> _EXERCISE DIRECTIONS_: Quote word for word the part that opens with the line containing "If you wouldn't mind, I'd love your help finding the rubble" and closes with the line containing "xmin=216 ymin=190 xmax=348 ymax=287", including both of those lines.

> _Rows from a box labeling dataset_:
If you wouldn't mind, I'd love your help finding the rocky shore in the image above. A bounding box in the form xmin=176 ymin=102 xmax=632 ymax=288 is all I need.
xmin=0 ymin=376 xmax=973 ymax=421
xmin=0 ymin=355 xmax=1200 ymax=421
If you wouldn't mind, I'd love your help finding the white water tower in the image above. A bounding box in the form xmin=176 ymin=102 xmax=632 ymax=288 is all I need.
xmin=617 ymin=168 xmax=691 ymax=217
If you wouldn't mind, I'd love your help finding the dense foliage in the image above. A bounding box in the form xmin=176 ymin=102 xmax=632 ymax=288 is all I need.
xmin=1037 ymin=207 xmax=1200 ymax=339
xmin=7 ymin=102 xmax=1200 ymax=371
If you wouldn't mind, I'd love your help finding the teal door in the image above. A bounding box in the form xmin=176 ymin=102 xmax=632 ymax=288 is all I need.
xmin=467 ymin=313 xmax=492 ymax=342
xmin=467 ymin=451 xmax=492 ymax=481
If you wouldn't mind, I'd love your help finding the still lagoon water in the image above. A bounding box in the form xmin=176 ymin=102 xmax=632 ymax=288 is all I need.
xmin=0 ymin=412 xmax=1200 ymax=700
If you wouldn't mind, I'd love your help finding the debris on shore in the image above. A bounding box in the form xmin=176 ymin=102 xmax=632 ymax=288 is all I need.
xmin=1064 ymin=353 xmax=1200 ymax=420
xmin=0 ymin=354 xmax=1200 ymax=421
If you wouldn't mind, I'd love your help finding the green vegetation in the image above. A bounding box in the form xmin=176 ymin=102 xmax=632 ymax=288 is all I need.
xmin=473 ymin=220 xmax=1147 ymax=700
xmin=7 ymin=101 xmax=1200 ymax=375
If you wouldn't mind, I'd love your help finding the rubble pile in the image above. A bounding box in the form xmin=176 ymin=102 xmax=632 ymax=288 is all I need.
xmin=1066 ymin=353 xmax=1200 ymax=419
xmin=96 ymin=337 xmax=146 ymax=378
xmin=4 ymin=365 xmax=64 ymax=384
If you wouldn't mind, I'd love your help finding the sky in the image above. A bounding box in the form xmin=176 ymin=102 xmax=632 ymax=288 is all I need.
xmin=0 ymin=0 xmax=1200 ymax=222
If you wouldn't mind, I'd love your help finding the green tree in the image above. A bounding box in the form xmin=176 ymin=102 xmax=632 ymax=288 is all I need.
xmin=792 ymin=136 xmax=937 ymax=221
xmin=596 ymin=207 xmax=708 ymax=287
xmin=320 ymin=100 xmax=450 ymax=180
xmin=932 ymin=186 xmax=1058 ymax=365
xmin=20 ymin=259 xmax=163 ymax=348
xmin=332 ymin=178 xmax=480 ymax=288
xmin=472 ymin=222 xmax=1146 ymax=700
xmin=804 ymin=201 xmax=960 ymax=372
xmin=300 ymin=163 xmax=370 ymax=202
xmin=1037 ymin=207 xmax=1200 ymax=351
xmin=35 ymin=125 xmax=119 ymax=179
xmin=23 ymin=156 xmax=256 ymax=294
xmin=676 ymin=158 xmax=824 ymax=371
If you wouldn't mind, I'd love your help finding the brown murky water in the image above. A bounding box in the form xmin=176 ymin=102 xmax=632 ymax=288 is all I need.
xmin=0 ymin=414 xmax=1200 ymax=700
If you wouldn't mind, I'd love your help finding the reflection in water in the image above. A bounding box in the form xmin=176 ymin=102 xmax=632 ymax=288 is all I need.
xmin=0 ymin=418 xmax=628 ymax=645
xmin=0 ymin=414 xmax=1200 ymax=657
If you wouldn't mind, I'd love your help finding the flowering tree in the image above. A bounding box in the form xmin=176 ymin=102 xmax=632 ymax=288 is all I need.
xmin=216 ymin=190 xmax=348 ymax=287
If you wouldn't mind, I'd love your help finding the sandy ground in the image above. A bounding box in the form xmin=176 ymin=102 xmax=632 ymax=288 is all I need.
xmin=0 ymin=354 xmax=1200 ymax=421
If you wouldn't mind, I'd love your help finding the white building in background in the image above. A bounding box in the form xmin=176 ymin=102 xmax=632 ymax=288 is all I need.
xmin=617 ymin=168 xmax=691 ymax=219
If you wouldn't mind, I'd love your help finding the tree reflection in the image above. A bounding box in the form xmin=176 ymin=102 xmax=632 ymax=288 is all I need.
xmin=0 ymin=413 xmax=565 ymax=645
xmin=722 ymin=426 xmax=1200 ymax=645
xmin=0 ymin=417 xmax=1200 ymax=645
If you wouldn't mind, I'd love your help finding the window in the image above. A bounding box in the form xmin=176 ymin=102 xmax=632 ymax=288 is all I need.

> _COMPLETE OUTPUT_:
If you wouldn't mind, I'd love your help finding the rubble pile in the image above. A bounding box in the form xmin=176 ymin=102 xmax=632 ymax=288 is all I need.
xmin=1066 ymin=353 xmax=1200 ymax=419
xmin=96 ymin=337 xmax=146 ymax=378
xmin=4 ymin=365 xmax=64 ymax=384
If you wouldn't mind, I'd love your help finding the sky in the image above. A bounding box in the form xmin=176 ymin=102 xmax=632 ymax=288 is all I need.
xmin=0 ymin=0 xmax=1200 ymax=222
If you wouldn't mind, I'd love your help finding the green tree in the image above. A bounding box in the form xmin=176 ymin=102 xmax=632 ymax=288 is all I need.
xmin=792 ymin=136 xmax=937 ymax=221
xmin=596 ymin=207 xmax=708 ymax=287
xmin=320 ymin=100 xmax=450 ymax=180
xmin=932 ymin=186 xmax=1058 ymax=365
xmin=20 ymin=259 xmax=163 ymax=348
xmin=332 ymin=178 xmax=480 ymax=288
xmin=472 ymin=222 xmax=1146 ymax=700
xmin=804 ymin=201 xmax=960 ymax=372
xmin=300 ymin=163 xmax=370 ymax=202
xmin=1037 ymin=207 xmax=1200 ymax=351
xmin=35 ymin=125 xmax=119 ymax=179
xmin=23 ymin=156 xmax=256 ymax=294
xmin=676 ymin=158 xmax=824 ymax=371
If you wouldn't mind, I'd love your help finding the brown murky water in the image above. A bounding box in the form xmin=176 ymin=102 xmax=632 ymax=288 is all I need.
xmin=0 ymin=414 xmax=1200 ymax=700
If you wouldn't mind, I'd love your help finding the reflection in water in the image above. A bounding box in the form xmin=176 ymin=102 xmax=632 ymax=288 is all I need.
xmin=0 ymin=418 xmax=628 ymax=645
xmin=0 ymin=414 xmax=1200 ymax=657
If you wouldn't mind, I'd love your help finding the flowering tree in the image above. A bounding box in the form xmin=176 ymin=102 xmax=632 ymax=288 is all I need.
xmin=216 ymin=190 xmax=348 ymax=287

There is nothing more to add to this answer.